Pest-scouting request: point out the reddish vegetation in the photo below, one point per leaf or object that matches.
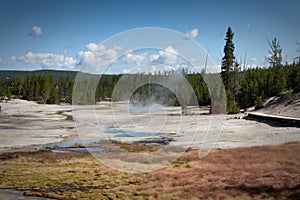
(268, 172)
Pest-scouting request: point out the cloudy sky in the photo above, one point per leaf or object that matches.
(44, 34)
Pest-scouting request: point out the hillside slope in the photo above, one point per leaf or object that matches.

=-=-=

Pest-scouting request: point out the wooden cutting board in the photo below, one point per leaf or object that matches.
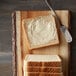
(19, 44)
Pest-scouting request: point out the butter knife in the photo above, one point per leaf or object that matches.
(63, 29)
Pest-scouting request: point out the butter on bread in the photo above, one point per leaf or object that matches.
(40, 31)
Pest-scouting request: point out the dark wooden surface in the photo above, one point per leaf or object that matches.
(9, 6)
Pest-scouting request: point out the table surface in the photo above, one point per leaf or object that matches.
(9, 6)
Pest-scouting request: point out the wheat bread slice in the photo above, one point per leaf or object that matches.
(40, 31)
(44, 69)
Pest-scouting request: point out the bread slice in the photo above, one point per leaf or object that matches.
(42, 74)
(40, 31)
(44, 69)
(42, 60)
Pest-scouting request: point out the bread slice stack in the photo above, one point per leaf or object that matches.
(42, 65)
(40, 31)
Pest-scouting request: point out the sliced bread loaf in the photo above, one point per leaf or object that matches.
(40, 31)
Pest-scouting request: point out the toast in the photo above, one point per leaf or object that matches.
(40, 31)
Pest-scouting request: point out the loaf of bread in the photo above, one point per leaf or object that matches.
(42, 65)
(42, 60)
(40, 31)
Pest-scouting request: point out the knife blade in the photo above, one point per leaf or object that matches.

=-=-=

Starting at the line that has "Pest-scouting request: point out the table" and ending after the line that has "Pest-scouting request: point out the knife", rewrite those lines with every "leaf" changed to "plant" and nothing else altered.

Pest-scouting request: point out the table surface in the photo above, one point per plant or object that matches.
(9, 6)
Pest-scouting request: point out the wheat bread slice in the photo above, one point per plant or object that matches.
(40, 31)
(44, 69)
Pest-scouting request: point out the bread slice in the photo above, one point per plant or object that matches.
(42, 74)
(40, 31)
(44, 69)
(42, 60)
Pest-scouting request: point out the bread slice stack in the photo above, one point per plant or object that matches.
(42, 65)
(40, 31)
Pest-scouting request: point out the sliced bread loaf in the photo above, one point per plant or object that matches.
(40, 31)
Pest-scouting request: point out the toast in the photo above, one point per plant or object that matches.
(40, 31)
Pest-scouting request: point out the loaf of bread in the photo above, one point per plant or object that matches.
(42, 65)
(42, 60)
(40, 31)
Pest-scouting request: point out the knife blade in the photo above, one point per plant or object that matches.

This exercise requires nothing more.